- EXERCISE REQUIREMENTS -
From the material below, copy out word for word the lines between the one holding "Pinpoint green hillside" and the one holding "[0,77,364,127]", inclusive. Leave the pictures out of your answer.

- INPUT -

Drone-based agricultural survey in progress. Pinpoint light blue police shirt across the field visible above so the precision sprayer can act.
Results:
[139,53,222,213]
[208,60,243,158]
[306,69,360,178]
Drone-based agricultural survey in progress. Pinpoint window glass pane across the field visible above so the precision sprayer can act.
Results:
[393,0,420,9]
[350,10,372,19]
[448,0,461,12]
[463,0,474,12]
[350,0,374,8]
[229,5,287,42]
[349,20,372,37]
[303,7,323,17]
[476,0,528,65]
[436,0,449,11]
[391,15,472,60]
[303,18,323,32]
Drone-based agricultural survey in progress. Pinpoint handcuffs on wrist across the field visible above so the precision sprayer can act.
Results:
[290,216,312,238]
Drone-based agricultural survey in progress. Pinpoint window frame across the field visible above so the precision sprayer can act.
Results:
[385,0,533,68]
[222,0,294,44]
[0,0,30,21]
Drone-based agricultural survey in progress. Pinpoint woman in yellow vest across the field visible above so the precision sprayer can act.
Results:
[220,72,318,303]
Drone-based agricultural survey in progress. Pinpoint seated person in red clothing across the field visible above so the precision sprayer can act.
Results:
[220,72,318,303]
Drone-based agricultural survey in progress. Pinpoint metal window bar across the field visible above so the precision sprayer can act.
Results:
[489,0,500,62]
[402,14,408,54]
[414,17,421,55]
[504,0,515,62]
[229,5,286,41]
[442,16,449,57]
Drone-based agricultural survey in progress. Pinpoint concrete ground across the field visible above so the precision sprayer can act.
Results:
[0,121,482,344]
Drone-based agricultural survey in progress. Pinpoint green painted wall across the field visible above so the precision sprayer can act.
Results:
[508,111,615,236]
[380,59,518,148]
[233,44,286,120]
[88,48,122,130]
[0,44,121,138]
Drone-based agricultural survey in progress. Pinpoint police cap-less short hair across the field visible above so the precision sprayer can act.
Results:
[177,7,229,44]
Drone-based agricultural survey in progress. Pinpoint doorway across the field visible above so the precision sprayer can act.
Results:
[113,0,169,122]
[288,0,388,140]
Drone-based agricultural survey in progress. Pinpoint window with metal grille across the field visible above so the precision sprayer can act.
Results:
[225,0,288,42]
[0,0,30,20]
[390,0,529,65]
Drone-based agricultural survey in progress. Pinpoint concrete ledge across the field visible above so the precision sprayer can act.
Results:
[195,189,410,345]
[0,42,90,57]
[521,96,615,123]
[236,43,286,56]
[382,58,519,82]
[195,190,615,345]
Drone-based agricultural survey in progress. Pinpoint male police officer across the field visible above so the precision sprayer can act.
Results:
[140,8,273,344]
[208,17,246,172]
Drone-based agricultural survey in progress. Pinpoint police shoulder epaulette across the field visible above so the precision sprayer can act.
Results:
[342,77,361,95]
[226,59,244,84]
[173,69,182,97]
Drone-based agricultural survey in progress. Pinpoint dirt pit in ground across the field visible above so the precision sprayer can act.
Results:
==
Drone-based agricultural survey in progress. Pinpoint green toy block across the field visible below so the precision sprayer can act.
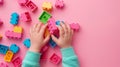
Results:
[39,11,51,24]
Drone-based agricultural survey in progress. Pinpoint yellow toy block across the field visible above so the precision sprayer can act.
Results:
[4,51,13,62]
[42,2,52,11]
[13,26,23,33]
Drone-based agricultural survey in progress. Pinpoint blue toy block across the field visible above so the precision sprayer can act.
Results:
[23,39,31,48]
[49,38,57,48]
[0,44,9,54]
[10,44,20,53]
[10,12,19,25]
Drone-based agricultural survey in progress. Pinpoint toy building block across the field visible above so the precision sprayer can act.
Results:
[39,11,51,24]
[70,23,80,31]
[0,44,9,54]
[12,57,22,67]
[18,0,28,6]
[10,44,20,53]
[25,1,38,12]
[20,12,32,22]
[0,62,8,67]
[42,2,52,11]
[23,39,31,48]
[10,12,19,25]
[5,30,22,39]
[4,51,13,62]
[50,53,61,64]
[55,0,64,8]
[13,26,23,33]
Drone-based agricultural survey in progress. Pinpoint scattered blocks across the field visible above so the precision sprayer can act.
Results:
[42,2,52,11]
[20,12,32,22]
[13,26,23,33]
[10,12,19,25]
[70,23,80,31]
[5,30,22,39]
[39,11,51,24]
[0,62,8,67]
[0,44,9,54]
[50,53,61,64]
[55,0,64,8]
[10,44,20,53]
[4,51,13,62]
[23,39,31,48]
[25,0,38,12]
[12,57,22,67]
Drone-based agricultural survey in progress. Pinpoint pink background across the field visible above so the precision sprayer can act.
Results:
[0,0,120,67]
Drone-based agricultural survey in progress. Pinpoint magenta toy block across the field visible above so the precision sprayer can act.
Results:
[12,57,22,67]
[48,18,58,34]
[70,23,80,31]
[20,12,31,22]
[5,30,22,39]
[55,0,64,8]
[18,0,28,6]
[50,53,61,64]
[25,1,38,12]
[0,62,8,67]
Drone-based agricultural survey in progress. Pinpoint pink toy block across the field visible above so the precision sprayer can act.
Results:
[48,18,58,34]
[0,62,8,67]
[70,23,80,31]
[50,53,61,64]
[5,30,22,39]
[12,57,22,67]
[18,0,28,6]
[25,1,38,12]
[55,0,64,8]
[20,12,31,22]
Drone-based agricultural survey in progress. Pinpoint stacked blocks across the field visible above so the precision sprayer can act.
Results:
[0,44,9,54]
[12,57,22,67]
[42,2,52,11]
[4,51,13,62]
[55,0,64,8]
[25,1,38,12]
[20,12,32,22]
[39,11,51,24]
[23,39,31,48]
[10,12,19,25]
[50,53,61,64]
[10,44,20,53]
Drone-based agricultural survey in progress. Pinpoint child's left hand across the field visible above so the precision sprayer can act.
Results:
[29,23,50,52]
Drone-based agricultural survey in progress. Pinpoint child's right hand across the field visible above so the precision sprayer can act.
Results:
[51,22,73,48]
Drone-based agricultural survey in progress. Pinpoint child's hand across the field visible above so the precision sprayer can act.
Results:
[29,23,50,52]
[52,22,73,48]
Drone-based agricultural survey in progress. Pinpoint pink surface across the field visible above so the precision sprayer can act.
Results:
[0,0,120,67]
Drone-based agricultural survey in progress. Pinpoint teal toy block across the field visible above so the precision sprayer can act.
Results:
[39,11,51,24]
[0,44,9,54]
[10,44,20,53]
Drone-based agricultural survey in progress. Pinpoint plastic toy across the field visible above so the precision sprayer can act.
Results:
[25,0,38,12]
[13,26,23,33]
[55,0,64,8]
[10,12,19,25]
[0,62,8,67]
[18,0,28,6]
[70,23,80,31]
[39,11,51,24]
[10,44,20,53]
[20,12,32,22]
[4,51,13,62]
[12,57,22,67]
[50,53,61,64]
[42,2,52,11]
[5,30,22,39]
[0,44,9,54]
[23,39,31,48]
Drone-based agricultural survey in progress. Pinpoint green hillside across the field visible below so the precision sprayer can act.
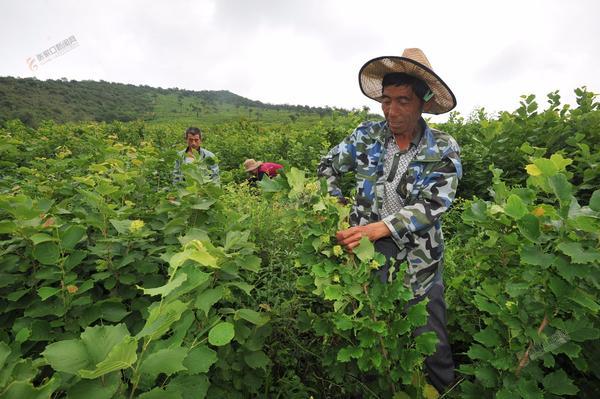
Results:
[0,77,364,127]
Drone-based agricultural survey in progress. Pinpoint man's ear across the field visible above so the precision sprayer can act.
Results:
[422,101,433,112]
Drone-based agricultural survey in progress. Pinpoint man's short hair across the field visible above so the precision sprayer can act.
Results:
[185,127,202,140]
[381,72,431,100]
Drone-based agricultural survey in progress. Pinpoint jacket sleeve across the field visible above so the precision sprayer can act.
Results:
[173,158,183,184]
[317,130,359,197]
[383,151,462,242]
...
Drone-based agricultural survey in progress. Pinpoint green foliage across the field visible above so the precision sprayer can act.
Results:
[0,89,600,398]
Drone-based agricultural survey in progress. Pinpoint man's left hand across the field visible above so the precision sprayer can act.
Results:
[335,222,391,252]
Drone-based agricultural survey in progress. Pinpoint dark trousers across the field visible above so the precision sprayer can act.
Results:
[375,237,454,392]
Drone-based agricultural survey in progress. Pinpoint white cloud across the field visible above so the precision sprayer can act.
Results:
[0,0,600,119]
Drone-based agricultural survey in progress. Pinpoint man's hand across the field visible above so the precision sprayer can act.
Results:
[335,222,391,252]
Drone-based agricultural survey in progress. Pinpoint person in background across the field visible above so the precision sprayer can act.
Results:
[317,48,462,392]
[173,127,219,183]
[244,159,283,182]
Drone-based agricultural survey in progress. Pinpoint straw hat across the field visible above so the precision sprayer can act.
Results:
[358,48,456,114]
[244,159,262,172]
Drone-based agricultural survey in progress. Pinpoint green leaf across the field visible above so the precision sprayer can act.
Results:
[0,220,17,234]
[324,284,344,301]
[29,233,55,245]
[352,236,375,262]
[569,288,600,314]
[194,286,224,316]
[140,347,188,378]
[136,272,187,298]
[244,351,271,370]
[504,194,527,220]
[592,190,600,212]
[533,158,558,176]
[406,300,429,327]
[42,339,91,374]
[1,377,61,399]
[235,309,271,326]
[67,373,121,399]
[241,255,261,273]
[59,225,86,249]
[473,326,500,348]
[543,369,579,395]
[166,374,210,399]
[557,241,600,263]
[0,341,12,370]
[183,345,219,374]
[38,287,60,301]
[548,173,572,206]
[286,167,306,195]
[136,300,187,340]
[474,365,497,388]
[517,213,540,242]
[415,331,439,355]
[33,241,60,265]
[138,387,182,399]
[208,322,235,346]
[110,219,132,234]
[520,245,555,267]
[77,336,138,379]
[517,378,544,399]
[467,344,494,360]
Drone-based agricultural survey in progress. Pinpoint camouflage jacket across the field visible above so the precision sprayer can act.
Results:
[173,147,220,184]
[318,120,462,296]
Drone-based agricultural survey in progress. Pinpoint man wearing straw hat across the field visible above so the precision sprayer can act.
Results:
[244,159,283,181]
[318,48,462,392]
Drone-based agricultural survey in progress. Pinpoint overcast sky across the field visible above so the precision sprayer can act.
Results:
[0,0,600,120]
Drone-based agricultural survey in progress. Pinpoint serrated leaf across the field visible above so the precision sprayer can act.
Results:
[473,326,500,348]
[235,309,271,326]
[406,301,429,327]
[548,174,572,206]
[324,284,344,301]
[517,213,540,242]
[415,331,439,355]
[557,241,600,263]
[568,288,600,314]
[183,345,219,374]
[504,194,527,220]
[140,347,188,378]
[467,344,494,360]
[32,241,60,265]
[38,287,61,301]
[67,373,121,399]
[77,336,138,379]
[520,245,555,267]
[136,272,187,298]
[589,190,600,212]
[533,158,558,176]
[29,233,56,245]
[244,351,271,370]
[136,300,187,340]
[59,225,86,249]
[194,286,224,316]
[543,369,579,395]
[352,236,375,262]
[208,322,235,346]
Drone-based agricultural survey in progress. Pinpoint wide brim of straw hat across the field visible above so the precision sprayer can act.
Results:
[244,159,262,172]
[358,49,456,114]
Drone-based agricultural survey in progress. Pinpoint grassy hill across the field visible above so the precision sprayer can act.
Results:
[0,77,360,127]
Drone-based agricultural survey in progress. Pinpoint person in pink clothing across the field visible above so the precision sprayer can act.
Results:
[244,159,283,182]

- RESPONSE -
Drone-based agricultural survey in progress. Pinpoint green hillside across the field visible below so the precision sprayer can act.
Results:
[0,77,364,127]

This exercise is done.